%%

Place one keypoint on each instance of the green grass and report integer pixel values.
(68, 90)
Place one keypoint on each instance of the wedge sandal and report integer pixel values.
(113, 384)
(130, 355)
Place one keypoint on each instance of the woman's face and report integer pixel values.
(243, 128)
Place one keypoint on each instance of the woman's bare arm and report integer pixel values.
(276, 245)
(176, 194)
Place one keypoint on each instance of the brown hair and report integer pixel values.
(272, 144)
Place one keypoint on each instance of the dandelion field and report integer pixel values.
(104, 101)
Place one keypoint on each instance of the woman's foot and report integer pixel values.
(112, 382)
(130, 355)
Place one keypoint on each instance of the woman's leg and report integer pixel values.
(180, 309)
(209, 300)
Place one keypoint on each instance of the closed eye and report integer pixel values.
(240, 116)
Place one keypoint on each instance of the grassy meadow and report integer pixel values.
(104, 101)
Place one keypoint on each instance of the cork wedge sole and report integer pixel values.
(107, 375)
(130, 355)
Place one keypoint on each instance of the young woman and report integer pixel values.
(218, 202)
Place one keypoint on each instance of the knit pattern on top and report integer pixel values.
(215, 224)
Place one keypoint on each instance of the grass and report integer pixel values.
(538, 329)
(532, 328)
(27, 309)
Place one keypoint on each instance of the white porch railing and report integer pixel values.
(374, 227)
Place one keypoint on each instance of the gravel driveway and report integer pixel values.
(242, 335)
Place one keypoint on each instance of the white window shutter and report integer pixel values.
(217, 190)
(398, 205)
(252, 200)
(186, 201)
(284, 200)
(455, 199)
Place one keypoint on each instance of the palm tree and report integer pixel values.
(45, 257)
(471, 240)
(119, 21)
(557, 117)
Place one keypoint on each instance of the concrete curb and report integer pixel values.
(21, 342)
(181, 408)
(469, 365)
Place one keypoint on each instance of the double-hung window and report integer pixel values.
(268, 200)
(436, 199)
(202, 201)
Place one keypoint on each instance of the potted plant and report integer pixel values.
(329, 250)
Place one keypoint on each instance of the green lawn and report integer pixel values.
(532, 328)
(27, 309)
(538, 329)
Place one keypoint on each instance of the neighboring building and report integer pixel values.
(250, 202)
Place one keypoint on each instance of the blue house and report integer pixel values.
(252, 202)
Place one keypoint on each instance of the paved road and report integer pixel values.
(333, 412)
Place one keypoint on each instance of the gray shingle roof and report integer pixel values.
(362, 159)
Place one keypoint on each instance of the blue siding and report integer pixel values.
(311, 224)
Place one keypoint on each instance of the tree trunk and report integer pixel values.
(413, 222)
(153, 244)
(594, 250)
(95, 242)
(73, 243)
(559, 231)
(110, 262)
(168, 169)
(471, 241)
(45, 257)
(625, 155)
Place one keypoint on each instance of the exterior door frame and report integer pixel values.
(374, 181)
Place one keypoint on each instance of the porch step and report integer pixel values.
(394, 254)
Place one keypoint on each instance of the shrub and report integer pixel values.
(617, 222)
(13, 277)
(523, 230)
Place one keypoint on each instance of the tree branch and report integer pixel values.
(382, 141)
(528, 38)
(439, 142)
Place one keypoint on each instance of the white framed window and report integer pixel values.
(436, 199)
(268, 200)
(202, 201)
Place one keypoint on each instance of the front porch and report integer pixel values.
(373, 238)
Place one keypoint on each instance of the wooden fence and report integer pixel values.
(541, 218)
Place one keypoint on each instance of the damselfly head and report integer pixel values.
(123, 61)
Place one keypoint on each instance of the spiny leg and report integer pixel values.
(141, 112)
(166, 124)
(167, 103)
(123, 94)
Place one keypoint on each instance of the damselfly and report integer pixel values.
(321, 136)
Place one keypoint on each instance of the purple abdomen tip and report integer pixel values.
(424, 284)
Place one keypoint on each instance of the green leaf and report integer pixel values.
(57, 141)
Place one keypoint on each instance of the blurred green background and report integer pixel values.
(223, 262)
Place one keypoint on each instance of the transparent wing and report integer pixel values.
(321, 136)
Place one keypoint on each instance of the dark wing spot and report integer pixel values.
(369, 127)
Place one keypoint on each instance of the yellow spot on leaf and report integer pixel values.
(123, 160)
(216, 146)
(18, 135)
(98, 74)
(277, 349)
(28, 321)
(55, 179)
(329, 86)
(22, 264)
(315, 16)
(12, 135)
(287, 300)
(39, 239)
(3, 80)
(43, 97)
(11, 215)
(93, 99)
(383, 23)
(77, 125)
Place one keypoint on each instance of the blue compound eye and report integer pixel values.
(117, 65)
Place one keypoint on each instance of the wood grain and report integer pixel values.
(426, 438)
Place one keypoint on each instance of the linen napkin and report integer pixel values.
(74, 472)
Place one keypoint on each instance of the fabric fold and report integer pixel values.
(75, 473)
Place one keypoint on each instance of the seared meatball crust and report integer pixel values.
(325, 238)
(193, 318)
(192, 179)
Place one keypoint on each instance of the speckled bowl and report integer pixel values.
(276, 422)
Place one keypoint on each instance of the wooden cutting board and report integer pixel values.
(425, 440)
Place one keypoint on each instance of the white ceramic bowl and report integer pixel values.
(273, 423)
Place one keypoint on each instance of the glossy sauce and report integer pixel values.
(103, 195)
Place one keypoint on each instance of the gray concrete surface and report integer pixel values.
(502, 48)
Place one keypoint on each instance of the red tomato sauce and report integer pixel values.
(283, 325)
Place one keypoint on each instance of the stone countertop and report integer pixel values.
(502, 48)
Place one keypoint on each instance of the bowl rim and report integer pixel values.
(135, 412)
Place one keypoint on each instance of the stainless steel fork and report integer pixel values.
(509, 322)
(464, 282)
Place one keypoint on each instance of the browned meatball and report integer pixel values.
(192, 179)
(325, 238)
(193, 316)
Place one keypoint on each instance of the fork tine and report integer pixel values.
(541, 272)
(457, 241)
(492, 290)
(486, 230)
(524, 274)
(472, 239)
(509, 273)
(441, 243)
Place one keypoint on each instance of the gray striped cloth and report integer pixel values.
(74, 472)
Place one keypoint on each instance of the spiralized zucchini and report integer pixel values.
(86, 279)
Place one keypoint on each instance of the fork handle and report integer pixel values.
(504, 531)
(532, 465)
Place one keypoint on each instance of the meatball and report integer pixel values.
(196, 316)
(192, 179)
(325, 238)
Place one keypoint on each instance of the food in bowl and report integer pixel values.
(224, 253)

%%

About this exercise
Write out the data a second time, exactly the same.

Worked solution
Place one keypoint on each instance of the green grass and report integer pixel values.
(68, 90)
Place one keypoint on each instance of the wedge sandal and report integer pixel values.
(113, 384)
(130, 355)
Place one keypoint on each instance of the woman's face and report integer pixel values.
(243, 128)
Place one keypoint on each instance of the woman's bare arm and report integer pixel values.
(276, 245)
(176, 194)
Place one keypoint on each instance of the brown hair and report integer pixel values.
(272, 144)
Place one keypoint on each instance of the dandelion field and report integer pixel values.
(104, 101)
Place one keypoint on each instance of the woman's foot and report integer pixel values.
(112, 382)
(130, 355)
Place one keypoint on each instance of the woman's leg and report integer pixel values.
(180, 309)
(209, 300)
Place one keypoint on each instance of the closed eye and report integer pixel values.
(240, 116)
Place one keypoint on each instance of the grassy meadow and report integer pixel values.
(104, 101)
Place one keypoint on each instance of the cork wedge sole and report integer pixel values.
(107, 375)
(130, 355)
Place one keypoint on each instance of the young woman and report integer pixel values.
(218, 202)
Place one keypoint on each instance of the knit pattern on top and report integer pixel values.
(215, 224)
Place one keypoint on each instance of the grass and report integer pixel values.
(538, 329)
(532, 328)
(27, 309)
Place one keypoint on each instance of the white porch railing and report integer pixel values.
(374, 227)
Place one keypoint on each instance of the gravel driveway and report integer pixel values.
(242, 335)
Place one keypoint on each instance of the white window shutter and report integer pixel values.
(217, 190)
(398, 205)
(252, 200)
(186, 201)
(284, 200)
(455, 199)
Place one keypoint on each instance of the palm tree and report integer pixel values.
(45, 257)
(471, 240)
(119, 21)
(557, 117)
Place one keypoint on each instance of the concrete curb and report integer pixel values.
(21, 342)
(181, 408)
(469, 365)
Place one keypoint on each instance of the double-hung window and report integer pixel values.
(268, 200)
(436, 199)
(202, 201)
Place one keypoint on each instance of the potted plant and report integer pixel values.
(329, 250)
Place one keypoint on each instance of the green lawn and report integer pixel values.
(532, 328)
(27, 309)
(538, 329)
Place one keypoint on each instance of the neighboring building and report integer pixel values.
(250, 202)
Place one keypoint on each instance of the blue house and report integer pixel values.
(252, 202)
Place one keypoint on each instance of the paved road and report integer pixel values.
(333, 412)
Place one keypoint on each instance of the gray shingle roof and report integer pixel values.
(362, 159)
Place one keypoint on each instance of the blue siding and report integer pixel values.
(311, 224)
Place one keypoint on each instance of the tree trunk and report integer pixel values.
(413, 222)
(153, 244)
(594, 250)
(95, 242)
(73, 243)
(559, 231)
(110, 262)
(168, 169)
(471, 241)
(45, 257)
(625, 155)
Place one keypoint on each instance of the exterior door frame and report integer pixel values.
(374, 181)
Place one keypoint on each instance of the porch step and report integer pixel values.
(394, 254)
Place one keypoint on each instance of the shrub and report integer pixel values.
(617, 222)
(13, 277)
(523, 230)
Place one keypoint on each instance of the tree branch and report integer pixel values.
(382, 141)
(528, 38)
(439, 142)
Place one keypoint on each instance of the white framed window and report integer pixel values.
(436, 199)
(268, 200)
(202, 201)
Place one keypoint on each instance of the front porch and report integer pixel values.
(373, 238)
Place one keypoint on each instance of the wooden fence and report integer pixel values.
(541, 218)
Place one keypoint on each instance of the damselfly head and report integer pixel values.
(123, 61)
Place one keypoint on each instance of the spiny leg and report integer pixel values.
(141, 112)
(166, 124)
(167, 103)
(123, 94)
Place one keypoint on each instance of the damselfly and report integer pixel values.
(321, 136)
Place one keypoint on each instance of the purple abdomen tip and report integer pixel values.
(424, 284)
Place one keypoint on each instance of the green leaf and report integer pixel values.
(57, 141)
Place one keypoint on each instance of the blurred green background and report integer pixel values.
(223, 262)
Place one keypoint on each instance of the transparent wing and report integer pixel values.
(321, 136)
Place one keypoint on each instance of the dark wing spot and report integer pixel values.
(369, 127)
Place one keypoint on each instance of the yellow spot on leaf and report integer pixel values.
(123, 160)
(216, 146)
(18, 135)
(98, 74)
(277, 349)
(28, 321)
(55, 179)
(329, 86)
(22, 264)
(315, 16)
(12, 135)
(287, 300)
(39, 239)
(3, 80)
(43, 97)
(11, 215)
(93, 99)
(383, 23)
(77, 125)
Place one keypoint on each instance of the blue compound eye and report integer pixel values.
(117, 65)
Place one keypoint on each instance of the wood grain and report integer pixel values.
(426, 438)
Place one keypoint on each instance of the linen napkin and report integer pixel values.
(74, 472)
Place one keypoint on each instance of the fabric fold and report integer pixel values.
(75, 473)
Place one keypoint on each instance of the seared meatball crust and report integer pixel values.
(325, 238)
(193, 318)
(192, 179)
Place one keypoint on each instance of the speckled bowl and report integer pixel values.
(276, 422)
Place one keypoint on each instance of the wooden cutting board and report integer pixel values.
(425, 440)
Place one keypoint on each instance of the white ceramic bowl and report integer pixel values.
(273, 423)
Place one keypoint on each instance of the glossy sauce and report integer pixel values.
(103, 195)
Place one keypoint on each instance of the gray concrete surface and report integer pixel values.
(502, 48)
Place one keypoint on each instance of the red tomato sauce and report integer pixel values.
(283, 325)
Place one keypoint on each instance of the stone countertop and report integer pixel values.
(502, 48)
Place one keypoint on each instance of the bowl rim and report integer pixel values.
(135, 412)
Place one keypoint on each instance of the stainless steel fork and report integer pixel values.
(509, 322)
(464, 282)
Place one keypoint on each instance of the browned meatball and report integer pixel values.
(192, 179)
(325, 238)
(193, 316)
Place one keypoint on each instance of the fork tine and report integer pixel values.
(541, 272)
(457, 241)
(492, 290)
(486, 230)
(524, 274)
(472, 239)
(509, 273)
(441, 243)
Place one keypoint on each instance of the gray striped cloth and report integer pixel values.
(74, 472)
Place one keypoint on each instance of the spiralized zucchini and report integer pixel values.
(86, 279)
Place one keypoint on each instance of the fork handle and report integer pixel values.
(504, 531)
(532, 465)
Place one keypoint on each instance of the meatball and report integer pixel values.
(196, 316)
(192, 179)
(325, 238)
Place one keypoint on each instance of the food in bowl and report integer pixel values.
(224, 253)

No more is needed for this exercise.